* [SOURCE PASSAGE]:
Many of these factors play roles at the spatial, temporal, and material foundations of reality, at the foundations of all that exists. That they are also present and playing their roles in the creation of art, which requires the extraordinary complexity of living systems, conscious awareness, culture, and creativity, demonstrates the universality of general systems.

Keywords: Bertalanffy, emergence, deep-structure, general systems, structural-logic, self-organization, modern generalist; development, self-identity, precursor


This paper describes the developmental procedure Pam uses as a watercolor artist, and points out some of the general systems factors that play roles in her process. The discussion compares the forms of these factors in Pam’s process with their general descriptive definitions. These descriptive definitions are from the published work of Vincent Vesterby, and from current work (Vesterby 2007, 2008a,b,c,d, 2010).

Her painting begins with an inspiration, or in general systems terms an initiator. An initiator is a factor that acts as a catalyst for change and it does this by way of consequent-existence. The existence of one factor has the consequence that another factor comes into existence.

In the 1980’s an illiterate and financially poor man stood alone against a corrupt sheriff of a little town in the Cascade Mountains of Washington State. This story acted as the inspiration, the initiator, for her painting.

The Mountain Man's Story

Working as a maintenance man for a small town in his mountain valley, the mountain man was instructed by the mayor to divert untreated sewage from the town’s treatment facility into the river. The mayor had other plans for the money set aside to upgrade the town’s system. The mountain man refused to ruin his valley’s river and reported the pollution to the Environmental Protection Agency. The mayor fired him immediately.

As the mountain man got into his old pickup truck to go home up the valley, to tell his wife the bad news, he saw the angry mayor send the sheriff and his deputy running to their police car. They were planning to catch him and give him a beating.

The mountain man had only a small head start, but he also knew the valley better than the sheriff. He took back roads and escaped from the law in the twists and turns.

The lawmen gave up the chase and parked their police car at the town’s only bridge across the river. Confident that the mountain man would eventually have to cross the river to go home up the valley, they waited for him. They waited there all night.

Meanwhile, the mountain man made his way down the valley where he crossed the river at an old ford. Proceeding slowly by an unused road he drove his old truck back up the valley to his cabin home.

In the morning he had a good breakfast, and told his wife that he was going down to the bridge to greet the sheriff in the light of day while there were witnesses. The sheriff and mayor both knew where he lived after all.

The Artist's Procedure

The artist wanted to represent an aspect of the self-identity of the mountain man, his inner character. Self-identity includes all the qualities possessed by something that exists, all the factors that play roles in its existence and intrinsic nature, from its primal existential factors, to the factors of the organization of its components, to the features or qualities it has as a whole. The artist wanted the final image to evoke an understanding of what type of man would be able to do what he did without back up of any kind, neither financial, nor physical, nor even group support.

The decision to paint the mountain man was a transformation-point for the artist. A transformation-point results in change in the nature of what is happening. Once the decision was made, the artist began preparations for creating the painting.

Initially there are various elements—the artist’s intention, the subject, the art materials, and the creative process. In general systems this is called a situation. A situation is a combination of interrelated factors. The art process is a situation-development wherein various components of the situation change together interrelationally.

* [SUPPLIED RECORDS]:
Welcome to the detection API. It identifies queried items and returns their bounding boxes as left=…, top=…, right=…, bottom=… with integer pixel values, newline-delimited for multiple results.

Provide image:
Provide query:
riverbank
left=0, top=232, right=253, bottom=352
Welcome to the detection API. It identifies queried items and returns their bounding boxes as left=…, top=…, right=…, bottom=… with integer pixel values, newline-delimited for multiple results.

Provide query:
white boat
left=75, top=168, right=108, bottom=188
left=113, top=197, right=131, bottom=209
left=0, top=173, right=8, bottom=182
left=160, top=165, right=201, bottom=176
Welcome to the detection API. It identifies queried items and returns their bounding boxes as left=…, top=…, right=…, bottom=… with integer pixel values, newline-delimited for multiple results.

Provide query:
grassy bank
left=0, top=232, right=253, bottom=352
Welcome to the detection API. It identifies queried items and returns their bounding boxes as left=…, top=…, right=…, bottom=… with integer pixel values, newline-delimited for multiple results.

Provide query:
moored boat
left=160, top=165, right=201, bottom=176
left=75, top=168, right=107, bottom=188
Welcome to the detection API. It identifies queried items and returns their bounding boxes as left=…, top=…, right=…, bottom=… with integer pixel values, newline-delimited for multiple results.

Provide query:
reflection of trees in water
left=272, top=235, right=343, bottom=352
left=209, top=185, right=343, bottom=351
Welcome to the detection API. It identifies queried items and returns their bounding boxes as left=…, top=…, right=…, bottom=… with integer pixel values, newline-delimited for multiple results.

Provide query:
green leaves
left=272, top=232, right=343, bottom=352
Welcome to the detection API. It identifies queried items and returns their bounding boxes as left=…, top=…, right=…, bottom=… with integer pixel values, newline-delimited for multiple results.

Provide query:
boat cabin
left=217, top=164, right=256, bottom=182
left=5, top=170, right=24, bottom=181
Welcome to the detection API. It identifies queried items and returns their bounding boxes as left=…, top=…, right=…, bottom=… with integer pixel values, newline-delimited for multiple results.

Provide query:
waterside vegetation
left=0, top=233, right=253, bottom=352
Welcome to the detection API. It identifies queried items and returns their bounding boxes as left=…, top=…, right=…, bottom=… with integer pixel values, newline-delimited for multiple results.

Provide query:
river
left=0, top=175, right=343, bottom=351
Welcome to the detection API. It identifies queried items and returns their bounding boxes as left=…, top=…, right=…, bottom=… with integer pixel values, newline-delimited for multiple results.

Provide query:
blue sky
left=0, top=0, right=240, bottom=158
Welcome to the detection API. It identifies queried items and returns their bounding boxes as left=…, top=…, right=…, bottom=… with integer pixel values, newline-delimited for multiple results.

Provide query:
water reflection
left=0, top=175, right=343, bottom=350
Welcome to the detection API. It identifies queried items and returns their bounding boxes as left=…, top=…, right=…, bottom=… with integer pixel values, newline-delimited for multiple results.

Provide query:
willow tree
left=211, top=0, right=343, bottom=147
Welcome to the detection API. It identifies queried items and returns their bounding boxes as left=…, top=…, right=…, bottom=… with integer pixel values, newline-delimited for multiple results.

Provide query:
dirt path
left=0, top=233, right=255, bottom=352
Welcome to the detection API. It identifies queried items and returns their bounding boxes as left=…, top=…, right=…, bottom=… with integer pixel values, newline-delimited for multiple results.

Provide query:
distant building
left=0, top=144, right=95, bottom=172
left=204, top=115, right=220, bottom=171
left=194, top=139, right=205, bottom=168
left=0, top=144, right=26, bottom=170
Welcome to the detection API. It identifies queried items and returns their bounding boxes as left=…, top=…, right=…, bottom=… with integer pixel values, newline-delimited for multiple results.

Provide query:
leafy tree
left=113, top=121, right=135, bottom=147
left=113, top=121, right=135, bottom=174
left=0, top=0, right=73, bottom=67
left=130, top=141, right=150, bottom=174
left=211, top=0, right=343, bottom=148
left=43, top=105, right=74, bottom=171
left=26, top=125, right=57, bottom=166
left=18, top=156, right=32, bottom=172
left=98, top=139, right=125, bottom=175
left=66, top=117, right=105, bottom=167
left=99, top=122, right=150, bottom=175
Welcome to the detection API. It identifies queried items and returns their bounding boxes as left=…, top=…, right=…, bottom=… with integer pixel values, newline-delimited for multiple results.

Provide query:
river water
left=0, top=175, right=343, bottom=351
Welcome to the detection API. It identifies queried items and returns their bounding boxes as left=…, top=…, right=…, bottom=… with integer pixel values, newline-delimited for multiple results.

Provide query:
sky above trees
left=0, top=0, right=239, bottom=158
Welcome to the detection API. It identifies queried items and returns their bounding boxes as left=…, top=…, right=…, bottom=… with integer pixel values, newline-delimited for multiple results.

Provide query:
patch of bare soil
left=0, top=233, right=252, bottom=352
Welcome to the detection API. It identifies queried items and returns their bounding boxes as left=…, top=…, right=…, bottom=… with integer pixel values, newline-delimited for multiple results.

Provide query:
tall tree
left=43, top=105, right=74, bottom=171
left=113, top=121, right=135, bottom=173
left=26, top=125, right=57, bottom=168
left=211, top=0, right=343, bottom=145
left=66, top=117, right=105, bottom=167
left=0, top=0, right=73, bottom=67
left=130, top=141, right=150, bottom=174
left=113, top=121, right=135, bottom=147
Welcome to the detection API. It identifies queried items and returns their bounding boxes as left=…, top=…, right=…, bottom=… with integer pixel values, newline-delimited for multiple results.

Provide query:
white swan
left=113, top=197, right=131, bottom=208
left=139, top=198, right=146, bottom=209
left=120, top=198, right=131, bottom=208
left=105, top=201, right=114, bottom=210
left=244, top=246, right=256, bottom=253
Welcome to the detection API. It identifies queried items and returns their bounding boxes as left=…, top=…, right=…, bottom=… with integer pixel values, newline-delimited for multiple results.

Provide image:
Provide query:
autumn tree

* [WRITTEN TASK]:
Rewrite everything from "The Mountain Man's" down to "fired him immediately." in the passage on Pam's watercolor process, putting "town manager" wherever "mayor" appears.

* [WRITTEN SOLUTION]:
The Mountain Man's Story

Working as a maintenance man for a small town in his mountain valley, the mountain man was instructed by the town manager to divert untreated sewage from the town’s treatment facility into the river. The town manager had other plans for the money set aside to upgrade the town’s system. The mountain man refused to ruin his valley’s river and reported the pollution to the Environmental Protection Agency. The town manager fired him immediately.